Top of Given data

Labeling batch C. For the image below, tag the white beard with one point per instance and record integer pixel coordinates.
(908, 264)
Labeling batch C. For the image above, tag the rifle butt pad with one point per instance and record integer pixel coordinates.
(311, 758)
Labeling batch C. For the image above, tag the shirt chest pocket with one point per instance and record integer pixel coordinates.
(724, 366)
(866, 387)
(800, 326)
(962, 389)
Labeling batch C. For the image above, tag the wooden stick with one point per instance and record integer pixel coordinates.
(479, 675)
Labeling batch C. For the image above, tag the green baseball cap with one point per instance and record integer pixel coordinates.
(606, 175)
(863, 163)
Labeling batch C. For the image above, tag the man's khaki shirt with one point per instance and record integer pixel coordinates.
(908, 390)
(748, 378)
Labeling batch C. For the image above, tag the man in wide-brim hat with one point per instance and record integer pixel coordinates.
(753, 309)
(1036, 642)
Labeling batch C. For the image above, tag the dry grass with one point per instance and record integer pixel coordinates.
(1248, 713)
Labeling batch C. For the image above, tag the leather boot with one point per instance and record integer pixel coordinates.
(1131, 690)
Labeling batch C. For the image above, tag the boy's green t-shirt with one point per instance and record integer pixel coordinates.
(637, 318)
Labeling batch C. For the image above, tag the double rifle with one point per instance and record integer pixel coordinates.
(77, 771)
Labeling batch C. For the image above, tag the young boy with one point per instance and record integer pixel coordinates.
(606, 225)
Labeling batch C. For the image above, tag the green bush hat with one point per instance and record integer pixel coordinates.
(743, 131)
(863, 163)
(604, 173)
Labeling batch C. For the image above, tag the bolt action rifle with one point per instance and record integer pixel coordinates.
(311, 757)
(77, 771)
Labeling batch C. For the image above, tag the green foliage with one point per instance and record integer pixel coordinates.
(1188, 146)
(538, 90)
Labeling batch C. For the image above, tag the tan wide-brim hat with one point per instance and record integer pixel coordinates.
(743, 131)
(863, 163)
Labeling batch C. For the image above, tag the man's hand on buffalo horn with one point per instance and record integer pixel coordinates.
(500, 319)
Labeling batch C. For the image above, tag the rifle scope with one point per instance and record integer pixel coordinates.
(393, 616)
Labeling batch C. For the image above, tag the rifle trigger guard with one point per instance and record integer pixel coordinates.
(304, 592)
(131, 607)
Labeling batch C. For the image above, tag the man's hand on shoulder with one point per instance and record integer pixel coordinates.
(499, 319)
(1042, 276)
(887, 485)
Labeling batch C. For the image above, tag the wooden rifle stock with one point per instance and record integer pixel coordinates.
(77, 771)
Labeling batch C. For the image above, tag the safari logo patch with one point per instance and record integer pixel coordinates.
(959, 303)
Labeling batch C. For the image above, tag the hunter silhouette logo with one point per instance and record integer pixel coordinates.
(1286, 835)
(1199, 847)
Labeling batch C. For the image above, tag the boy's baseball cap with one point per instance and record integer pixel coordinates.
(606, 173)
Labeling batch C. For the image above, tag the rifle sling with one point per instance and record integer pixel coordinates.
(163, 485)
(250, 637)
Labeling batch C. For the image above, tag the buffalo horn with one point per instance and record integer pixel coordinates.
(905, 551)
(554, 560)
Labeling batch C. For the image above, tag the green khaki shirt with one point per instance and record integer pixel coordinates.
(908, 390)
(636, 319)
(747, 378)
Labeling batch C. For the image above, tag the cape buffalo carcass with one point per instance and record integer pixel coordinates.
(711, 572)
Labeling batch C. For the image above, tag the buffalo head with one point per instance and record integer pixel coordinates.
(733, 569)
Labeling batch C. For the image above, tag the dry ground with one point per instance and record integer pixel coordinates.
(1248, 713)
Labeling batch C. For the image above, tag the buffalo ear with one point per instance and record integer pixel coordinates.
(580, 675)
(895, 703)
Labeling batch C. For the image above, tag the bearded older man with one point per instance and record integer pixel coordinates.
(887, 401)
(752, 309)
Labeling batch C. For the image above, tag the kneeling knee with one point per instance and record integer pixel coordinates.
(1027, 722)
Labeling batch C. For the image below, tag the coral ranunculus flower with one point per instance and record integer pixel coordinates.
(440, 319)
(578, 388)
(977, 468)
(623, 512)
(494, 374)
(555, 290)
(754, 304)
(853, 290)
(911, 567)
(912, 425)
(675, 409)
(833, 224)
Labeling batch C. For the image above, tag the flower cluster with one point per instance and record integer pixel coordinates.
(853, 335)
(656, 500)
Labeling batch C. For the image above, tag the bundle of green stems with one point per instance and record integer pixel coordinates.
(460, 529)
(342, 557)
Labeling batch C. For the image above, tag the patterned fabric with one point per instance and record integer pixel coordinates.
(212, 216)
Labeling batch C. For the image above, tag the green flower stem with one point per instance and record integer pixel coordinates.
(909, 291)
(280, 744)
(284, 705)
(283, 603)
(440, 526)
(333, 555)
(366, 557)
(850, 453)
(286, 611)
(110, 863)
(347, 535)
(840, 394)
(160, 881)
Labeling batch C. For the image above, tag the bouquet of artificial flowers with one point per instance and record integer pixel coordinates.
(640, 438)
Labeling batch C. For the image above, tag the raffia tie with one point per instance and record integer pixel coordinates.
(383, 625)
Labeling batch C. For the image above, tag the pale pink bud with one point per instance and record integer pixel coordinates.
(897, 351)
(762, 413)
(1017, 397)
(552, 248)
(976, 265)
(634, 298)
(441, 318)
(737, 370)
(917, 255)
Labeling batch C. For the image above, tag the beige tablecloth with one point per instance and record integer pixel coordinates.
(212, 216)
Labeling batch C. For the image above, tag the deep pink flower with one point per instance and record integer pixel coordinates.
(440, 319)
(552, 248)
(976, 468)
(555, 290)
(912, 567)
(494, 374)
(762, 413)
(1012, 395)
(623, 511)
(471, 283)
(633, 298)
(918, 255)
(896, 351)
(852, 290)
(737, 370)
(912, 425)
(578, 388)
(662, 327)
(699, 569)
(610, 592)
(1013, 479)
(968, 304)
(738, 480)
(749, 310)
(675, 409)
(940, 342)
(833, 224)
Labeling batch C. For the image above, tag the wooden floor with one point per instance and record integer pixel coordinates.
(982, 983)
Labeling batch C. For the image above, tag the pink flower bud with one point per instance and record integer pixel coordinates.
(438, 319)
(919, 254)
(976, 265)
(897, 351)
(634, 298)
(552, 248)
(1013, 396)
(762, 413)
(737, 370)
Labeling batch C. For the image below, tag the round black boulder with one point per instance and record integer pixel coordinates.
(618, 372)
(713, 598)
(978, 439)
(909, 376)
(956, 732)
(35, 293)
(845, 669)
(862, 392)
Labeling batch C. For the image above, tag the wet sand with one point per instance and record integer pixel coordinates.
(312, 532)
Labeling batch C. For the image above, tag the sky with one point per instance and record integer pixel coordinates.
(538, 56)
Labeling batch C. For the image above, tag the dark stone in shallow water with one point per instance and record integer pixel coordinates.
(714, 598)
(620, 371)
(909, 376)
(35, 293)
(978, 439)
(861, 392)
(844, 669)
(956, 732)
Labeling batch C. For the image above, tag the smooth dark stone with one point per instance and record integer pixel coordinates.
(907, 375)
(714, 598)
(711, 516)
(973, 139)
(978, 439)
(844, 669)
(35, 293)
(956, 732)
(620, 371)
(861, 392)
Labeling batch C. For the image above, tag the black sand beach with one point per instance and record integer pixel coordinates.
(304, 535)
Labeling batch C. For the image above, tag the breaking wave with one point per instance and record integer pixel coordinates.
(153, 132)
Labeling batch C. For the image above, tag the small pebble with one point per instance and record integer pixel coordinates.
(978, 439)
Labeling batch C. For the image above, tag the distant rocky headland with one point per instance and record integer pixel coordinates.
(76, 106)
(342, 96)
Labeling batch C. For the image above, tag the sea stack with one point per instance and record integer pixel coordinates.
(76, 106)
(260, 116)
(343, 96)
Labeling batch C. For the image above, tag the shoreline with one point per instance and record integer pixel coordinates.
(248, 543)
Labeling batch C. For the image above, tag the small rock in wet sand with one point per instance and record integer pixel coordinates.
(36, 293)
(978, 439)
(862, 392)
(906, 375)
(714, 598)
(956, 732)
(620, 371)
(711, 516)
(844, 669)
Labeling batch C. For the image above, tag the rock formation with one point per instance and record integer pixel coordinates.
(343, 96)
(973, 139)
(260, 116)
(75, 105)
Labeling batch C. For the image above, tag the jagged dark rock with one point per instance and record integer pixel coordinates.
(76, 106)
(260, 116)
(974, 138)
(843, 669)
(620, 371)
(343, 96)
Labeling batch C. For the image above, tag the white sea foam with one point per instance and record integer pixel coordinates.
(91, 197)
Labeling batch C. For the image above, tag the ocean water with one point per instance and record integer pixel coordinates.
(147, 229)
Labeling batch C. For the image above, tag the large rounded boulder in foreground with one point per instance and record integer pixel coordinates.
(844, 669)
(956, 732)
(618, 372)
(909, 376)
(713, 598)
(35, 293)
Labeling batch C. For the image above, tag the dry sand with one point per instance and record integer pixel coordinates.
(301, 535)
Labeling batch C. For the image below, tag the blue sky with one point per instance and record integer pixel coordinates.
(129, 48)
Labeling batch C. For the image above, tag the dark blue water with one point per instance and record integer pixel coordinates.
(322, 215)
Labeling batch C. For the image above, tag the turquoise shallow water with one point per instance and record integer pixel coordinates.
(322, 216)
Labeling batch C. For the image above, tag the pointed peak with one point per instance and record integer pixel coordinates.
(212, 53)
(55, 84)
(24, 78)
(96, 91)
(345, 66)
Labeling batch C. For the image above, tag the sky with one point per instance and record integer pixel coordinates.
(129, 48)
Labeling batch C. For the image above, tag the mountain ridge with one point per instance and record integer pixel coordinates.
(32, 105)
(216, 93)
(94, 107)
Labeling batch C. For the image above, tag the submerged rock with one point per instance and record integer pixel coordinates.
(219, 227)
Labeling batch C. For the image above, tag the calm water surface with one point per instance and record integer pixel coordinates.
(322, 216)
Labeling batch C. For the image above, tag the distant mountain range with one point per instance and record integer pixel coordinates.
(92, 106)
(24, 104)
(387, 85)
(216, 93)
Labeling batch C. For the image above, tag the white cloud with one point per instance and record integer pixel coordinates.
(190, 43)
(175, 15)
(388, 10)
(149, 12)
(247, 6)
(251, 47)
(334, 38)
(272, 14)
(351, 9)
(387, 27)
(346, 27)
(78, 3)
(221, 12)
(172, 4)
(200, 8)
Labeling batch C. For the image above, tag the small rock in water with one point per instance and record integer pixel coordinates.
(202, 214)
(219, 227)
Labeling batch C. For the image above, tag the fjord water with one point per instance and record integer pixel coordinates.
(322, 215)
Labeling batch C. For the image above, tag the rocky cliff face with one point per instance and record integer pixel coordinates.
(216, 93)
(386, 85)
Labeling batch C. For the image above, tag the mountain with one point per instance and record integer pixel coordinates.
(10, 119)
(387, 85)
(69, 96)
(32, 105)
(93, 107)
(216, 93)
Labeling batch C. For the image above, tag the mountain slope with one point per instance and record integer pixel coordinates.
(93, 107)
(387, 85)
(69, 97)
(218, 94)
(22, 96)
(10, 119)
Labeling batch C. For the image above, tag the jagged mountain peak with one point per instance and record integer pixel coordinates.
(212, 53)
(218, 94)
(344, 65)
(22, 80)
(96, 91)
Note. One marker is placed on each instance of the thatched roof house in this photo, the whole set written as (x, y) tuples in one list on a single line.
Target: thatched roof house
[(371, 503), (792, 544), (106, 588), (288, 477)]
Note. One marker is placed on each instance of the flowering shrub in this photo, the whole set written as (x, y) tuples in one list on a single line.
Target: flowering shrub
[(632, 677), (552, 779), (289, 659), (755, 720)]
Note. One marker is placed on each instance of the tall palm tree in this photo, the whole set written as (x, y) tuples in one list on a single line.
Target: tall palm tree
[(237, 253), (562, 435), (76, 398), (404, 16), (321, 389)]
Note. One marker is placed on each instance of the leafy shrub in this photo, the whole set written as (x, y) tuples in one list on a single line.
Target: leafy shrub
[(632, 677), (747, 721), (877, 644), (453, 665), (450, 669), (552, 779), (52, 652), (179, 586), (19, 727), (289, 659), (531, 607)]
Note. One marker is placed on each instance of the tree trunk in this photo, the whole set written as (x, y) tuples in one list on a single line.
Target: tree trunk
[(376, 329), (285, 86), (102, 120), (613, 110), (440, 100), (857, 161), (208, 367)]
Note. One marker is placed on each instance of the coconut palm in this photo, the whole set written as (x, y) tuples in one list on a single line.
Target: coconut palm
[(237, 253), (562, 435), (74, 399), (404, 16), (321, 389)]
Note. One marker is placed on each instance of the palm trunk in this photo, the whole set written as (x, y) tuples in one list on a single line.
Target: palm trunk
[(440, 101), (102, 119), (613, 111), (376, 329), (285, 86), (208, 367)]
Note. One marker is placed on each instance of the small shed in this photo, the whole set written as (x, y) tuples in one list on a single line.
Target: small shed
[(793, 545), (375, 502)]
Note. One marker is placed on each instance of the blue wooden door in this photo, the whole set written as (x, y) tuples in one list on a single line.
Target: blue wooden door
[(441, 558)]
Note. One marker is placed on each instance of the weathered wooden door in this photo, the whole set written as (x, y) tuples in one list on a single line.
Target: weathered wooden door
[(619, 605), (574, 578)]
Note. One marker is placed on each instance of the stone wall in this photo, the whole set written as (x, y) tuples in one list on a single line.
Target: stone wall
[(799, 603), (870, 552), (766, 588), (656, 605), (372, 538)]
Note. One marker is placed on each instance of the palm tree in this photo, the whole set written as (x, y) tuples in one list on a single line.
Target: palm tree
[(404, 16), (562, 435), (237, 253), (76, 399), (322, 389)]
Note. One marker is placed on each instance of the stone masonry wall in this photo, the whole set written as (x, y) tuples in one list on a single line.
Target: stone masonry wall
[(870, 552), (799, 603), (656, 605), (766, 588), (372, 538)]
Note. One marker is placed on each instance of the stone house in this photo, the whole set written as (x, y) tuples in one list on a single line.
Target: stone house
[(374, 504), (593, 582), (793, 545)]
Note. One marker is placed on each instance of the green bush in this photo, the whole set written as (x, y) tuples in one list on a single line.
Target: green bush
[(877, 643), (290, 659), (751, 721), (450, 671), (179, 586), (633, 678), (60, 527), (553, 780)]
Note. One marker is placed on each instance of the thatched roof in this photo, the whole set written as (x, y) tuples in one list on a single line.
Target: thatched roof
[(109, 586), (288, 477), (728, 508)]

Bottom of Given data

**Required work**
Exactly the lines from the one holding "Target: stone house" through the end of the data are to be repeated, with both ends included.

**Solution below**
Target: stone house
[(374, 504), (593, 582), (793, 545)]
Note. One marker is placed on each instance of the green bush in this photo, the whole set written as (x, y) tuples in one list on a single line.
Target: green bush
[(877, 643), (290, 659), (751, 721), (450, 671), (179, 586), (633, 678), (60, 527), (553, 780)]
Note. One marker is placed on each instance of the thatched roof in this photo, the whole set written as (x, y) tuples in one list on a single line.
Target: thatched roof
[(109, 586), (288, 477), (728, 508)]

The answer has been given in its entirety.